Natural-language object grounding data
════

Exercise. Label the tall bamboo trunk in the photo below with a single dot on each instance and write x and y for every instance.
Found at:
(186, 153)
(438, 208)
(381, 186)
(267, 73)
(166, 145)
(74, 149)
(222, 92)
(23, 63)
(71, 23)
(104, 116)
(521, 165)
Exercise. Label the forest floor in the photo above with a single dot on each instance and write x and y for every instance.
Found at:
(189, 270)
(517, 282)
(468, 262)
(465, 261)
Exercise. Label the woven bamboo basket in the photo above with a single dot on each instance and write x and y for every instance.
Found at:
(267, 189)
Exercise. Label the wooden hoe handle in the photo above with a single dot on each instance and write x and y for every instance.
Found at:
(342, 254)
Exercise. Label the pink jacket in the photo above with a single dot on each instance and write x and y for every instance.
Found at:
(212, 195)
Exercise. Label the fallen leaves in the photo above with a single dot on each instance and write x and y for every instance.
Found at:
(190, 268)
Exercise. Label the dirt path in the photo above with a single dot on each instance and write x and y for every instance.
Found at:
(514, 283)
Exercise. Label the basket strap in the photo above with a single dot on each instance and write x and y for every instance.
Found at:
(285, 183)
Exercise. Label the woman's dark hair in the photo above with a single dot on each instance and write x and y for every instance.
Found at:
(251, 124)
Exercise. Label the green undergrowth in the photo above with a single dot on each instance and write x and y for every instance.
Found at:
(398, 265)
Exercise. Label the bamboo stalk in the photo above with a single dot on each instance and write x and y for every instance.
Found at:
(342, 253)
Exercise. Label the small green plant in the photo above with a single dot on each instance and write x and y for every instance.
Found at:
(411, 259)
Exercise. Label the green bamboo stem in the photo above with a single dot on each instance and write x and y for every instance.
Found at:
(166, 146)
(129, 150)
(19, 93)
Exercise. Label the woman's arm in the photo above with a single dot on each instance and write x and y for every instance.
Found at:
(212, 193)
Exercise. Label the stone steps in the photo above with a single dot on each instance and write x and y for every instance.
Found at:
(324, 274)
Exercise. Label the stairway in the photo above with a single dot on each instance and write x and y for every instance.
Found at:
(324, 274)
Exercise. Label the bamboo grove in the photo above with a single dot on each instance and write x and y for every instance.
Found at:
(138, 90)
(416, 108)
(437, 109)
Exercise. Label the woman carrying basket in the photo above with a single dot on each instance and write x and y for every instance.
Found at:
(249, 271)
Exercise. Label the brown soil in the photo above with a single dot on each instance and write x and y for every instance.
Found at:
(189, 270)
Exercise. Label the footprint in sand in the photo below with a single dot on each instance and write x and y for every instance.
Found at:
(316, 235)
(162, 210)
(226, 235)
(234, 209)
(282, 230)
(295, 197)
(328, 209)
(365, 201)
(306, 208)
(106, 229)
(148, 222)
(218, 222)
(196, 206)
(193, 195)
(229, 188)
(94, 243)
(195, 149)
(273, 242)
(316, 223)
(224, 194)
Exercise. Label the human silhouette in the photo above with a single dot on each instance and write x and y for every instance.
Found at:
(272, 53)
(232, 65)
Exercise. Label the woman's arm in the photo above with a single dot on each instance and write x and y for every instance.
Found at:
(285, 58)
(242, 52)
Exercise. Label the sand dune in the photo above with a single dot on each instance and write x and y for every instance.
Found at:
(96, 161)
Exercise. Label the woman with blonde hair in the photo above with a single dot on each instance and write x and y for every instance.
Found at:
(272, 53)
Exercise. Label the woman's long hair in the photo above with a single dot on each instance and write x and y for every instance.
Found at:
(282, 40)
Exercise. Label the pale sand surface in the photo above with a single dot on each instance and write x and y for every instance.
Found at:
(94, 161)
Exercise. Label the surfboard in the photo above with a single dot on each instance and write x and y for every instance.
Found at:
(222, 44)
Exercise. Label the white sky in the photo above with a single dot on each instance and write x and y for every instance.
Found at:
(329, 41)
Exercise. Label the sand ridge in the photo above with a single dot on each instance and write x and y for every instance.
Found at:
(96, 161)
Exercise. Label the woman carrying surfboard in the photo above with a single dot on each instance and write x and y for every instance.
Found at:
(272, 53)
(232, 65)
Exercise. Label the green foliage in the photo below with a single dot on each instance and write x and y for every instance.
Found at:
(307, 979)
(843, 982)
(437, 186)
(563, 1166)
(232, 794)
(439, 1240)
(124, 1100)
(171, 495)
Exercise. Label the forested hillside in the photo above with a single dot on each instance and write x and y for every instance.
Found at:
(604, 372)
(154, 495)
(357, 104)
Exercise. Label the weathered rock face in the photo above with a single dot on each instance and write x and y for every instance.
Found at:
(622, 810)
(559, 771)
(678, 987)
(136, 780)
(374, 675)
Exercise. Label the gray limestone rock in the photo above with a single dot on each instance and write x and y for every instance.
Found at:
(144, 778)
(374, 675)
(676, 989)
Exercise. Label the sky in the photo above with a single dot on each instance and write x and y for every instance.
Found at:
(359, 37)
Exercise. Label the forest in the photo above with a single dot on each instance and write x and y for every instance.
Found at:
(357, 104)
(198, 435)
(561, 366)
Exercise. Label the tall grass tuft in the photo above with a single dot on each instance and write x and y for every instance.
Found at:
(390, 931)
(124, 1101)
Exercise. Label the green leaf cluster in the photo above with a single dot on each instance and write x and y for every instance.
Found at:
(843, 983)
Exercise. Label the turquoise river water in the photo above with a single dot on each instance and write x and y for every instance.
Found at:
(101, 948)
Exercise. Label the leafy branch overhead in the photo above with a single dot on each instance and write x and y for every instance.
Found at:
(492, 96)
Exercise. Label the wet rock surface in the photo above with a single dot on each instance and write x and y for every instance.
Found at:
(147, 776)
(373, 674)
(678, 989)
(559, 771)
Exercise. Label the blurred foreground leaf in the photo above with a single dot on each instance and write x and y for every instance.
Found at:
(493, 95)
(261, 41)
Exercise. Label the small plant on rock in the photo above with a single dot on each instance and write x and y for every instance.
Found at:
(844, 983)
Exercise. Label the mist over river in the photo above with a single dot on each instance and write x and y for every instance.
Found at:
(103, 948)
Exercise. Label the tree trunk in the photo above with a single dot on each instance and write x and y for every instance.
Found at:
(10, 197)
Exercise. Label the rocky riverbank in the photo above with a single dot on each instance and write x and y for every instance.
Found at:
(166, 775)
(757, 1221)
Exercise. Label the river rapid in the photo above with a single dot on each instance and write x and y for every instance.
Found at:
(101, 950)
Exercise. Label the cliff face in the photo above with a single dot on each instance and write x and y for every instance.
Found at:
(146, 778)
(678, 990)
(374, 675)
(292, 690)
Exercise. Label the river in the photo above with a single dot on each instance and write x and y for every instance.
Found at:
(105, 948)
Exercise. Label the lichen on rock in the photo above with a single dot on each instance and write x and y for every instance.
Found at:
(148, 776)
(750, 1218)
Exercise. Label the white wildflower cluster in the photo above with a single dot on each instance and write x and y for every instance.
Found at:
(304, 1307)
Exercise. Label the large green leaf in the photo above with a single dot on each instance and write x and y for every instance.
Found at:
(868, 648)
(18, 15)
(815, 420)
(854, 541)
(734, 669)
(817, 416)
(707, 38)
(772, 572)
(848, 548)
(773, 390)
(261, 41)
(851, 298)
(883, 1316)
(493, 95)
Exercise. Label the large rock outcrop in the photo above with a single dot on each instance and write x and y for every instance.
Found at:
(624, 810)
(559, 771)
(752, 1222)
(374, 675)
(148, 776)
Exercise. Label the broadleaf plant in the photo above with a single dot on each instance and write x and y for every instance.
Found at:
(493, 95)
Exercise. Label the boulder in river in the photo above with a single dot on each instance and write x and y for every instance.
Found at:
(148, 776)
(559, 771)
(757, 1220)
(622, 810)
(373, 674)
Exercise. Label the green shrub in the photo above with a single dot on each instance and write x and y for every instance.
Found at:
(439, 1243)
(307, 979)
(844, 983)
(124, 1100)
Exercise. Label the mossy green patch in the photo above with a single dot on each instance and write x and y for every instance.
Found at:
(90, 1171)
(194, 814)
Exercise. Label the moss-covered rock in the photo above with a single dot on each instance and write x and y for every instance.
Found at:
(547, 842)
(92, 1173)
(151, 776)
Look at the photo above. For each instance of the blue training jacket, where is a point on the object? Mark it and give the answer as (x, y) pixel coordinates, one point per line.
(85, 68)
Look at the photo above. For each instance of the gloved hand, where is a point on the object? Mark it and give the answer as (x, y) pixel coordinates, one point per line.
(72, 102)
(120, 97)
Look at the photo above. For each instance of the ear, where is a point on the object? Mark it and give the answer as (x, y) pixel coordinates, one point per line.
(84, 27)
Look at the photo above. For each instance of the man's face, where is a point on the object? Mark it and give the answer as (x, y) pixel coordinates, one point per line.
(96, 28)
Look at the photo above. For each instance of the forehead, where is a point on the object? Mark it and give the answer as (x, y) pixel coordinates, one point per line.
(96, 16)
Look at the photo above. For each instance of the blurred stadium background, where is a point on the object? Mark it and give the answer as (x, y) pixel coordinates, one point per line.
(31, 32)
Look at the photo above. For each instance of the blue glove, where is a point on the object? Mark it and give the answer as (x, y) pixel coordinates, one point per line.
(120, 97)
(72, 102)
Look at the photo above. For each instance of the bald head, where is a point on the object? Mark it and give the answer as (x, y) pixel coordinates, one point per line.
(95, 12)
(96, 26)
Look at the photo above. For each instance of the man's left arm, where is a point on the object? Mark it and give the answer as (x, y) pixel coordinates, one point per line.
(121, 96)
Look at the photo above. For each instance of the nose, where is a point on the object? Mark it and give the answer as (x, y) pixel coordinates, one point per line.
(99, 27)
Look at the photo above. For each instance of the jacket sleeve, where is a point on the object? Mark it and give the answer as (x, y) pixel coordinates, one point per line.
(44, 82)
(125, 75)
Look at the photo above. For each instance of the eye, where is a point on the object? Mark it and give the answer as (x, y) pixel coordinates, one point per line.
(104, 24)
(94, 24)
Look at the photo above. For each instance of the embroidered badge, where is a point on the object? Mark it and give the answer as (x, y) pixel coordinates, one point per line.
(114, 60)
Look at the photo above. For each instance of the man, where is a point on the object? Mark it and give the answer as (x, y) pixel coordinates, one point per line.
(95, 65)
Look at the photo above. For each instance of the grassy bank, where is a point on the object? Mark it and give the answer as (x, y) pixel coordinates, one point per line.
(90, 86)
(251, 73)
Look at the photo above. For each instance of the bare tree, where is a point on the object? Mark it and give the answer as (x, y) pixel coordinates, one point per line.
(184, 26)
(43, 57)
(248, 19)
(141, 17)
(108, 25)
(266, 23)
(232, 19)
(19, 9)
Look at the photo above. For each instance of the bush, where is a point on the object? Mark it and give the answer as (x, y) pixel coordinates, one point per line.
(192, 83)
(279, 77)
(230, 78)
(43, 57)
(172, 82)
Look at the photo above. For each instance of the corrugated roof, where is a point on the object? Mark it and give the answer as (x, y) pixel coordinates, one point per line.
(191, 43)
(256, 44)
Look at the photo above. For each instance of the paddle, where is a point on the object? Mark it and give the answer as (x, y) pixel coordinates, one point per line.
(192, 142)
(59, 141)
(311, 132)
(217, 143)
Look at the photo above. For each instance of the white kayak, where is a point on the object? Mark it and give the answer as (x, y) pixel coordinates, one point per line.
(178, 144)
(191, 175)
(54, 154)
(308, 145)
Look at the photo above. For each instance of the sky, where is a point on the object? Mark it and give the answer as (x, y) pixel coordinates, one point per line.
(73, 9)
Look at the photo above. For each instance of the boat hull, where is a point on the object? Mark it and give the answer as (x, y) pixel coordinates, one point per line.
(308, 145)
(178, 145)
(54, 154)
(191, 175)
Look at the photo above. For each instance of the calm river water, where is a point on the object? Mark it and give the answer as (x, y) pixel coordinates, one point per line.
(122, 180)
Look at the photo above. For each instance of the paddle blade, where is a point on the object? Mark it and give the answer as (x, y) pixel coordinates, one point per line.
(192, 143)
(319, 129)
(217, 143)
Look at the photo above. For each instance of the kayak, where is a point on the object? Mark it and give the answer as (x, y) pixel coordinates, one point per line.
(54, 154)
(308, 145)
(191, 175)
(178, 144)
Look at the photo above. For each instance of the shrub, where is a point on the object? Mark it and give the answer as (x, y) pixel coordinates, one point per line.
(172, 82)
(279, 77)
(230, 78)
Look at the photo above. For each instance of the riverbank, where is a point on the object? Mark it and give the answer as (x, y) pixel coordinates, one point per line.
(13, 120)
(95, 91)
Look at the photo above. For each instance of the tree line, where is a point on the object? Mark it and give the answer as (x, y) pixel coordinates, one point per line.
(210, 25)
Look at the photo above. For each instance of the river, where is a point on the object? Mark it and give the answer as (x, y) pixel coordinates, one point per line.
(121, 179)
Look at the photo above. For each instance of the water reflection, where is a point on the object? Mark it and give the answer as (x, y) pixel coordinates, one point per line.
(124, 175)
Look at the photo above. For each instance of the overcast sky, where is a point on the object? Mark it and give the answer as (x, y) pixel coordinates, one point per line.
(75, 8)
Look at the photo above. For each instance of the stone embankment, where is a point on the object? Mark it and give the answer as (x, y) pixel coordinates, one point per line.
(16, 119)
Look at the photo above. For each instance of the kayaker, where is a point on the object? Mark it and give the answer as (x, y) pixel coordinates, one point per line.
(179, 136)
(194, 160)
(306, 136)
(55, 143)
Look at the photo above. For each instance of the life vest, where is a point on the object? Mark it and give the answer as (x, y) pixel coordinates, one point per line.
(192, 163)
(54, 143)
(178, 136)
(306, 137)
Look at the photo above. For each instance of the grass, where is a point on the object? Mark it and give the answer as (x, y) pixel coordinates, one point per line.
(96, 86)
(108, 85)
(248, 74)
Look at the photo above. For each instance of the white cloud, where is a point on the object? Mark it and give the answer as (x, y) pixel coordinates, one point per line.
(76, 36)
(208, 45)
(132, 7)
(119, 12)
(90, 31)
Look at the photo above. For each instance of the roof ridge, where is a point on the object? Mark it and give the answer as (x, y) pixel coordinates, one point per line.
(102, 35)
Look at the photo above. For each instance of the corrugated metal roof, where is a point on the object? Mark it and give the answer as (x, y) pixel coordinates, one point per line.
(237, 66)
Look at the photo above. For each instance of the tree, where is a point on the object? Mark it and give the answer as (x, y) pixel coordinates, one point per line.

════

## EXERCISE
Go through the entries and return each line where the word "plant" occurs.

## OUTPUT OF THE TASK
Exercise. Label the small green plant in the photo above with a single dot on each instance and write x and y for every instance.
Exercise. Label the small plant on rock in the photo above with a single dot on each instance and write x and y for every instance.
Exercise. Label the broadleaf plant in the photo above with a single dot on each instance and write x and y for every instance.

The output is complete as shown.